**GOAL:**
Answer these from the text about the Alaska Highway:
(a) How long is the highway?
(b) Which two books does the writer always carry on it?
(c) Where was the bear spray left?

**DOCUMENT:**
start

The Alaska Highway is a special place. It’s 1,390 miles long, stretching from Dawson Creek, British Columbia to Delta Junction, Alaska. It was built back in the 1940s by the military to defend the Pacific coast from Japan, who already had control over three of the Aleutian Islands.
Today, it’s the primary route for tourists and residents moving to the Last Frontier. While its reputation as a dangerous, rocky route precedes itself, it’s mostly paved now. When the conditions are right (i.e. NOT in the wintertime when the land is blanketed with snow) it’s just as safe as any other secluded highway. I’ve always been able to find a place to camp along the side of the road, albeit tucked away, and it only costs the time and energy for you to set up camp.
Stretches can be secluded and wild, but there are plenty of small communities that provide gas, food and accommodations. Nevertheless, conditions can change in an instant, so you won’t want to miss an opportunity to top off your gas tank, even if it’s half full.
This past September marked my third voyage across the Yukon and the Northern Rockies, which made it easier for Kellie to trust me as this would be her first trip. I’ve spent thousands of miles on this road, and I’ve learned to always carry a Road Atlas and an updated Milepost Guide Book, which gives incite to the entire highway from mile to mile.
We began our day in Wrangle-St. Elias National Park. We woke up early to an incredible sunrise that took our breath away – one of those that you can only get when camping in the backcountry. After breakfast, we headed towards Tok, Alaska to merge onto the Alaska Highway.
We took advantage of the sunny weather by embarking on a short hike overlooking the Tok River Valley. We weren’t expecting to do much hiking in the Yukon, primarily because we weren’t going to have any bear spray. Apparently, it’s not permitted to cross the boarder, so we ditched that along with some other allegedly illegal paraphernalia at the “Welcome to Alaska” sign. I’m sure a newcomer found it and was grateful for some road magic.

end

**DATASET EXCERPTS:**

start

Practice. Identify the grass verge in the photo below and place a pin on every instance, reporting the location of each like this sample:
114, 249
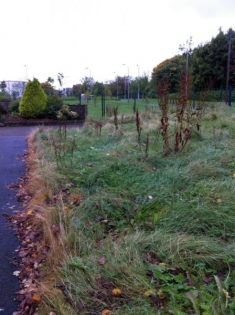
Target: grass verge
130, 229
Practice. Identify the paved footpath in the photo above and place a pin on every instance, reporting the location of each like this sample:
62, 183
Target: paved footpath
12, 149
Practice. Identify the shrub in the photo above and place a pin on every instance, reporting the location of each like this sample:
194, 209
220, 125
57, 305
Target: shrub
2, 110
65, 113
34, 100
14, 106
54, 104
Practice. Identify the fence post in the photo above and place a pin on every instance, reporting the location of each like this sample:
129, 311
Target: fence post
229, 95
103, 105
134, 106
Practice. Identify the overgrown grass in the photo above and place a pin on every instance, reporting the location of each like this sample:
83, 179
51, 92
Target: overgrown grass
158, 227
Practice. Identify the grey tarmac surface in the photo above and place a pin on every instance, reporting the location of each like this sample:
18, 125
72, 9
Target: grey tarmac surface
12, 150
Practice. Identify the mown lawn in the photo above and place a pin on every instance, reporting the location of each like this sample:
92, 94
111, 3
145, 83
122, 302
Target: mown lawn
140, 230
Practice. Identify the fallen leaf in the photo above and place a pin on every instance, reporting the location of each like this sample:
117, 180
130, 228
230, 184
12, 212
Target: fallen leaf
149, 292
106, 312
101, 260
36, 298
116, 292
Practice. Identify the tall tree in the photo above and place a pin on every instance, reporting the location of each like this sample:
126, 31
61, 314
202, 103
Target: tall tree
3, 86
171, 69
210, 61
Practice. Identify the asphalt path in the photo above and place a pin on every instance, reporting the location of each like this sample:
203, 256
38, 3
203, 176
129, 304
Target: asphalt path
12, 150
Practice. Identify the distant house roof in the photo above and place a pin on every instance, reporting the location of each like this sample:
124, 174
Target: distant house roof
15, 88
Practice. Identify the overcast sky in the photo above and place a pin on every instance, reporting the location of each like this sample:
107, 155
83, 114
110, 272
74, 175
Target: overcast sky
40, 38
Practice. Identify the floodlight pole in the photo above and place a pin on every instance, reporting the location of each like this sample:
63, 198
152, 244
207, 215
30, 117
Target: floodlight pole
117, 85
128, 96
90, 82
138, 82
228, 67
26, 72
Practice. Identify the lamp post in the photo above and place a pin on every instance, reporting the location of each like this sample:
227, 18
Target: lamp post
228, 68
26, 72
117, 86
127, 81
90, 82
138, 82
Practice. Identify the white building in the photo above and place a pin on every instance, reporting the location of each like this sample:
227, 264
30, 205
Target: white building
15, 88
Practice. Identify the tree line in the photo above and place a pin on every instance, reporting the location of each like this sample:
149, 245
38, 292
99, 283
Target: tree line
206, 63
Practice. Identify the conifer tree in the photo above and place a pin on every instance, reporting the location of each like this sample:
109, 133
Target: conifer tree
34, 100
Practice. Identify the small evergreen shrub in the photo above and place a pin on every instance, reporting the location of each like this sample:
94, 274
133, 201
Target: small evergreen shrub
34, 100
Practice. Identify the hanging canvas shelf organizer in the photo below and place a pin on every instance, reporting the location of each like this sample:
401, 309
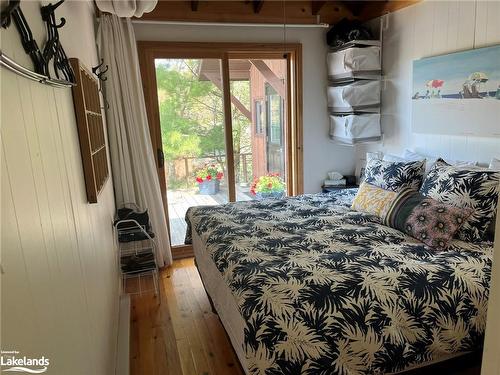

end

**EXERCISE SOLUTION:**
(a) 1,390 miles
(b) A Road Atlas and an updated Milepost Guide Book
(c) At the "Welcome to Alaska" sign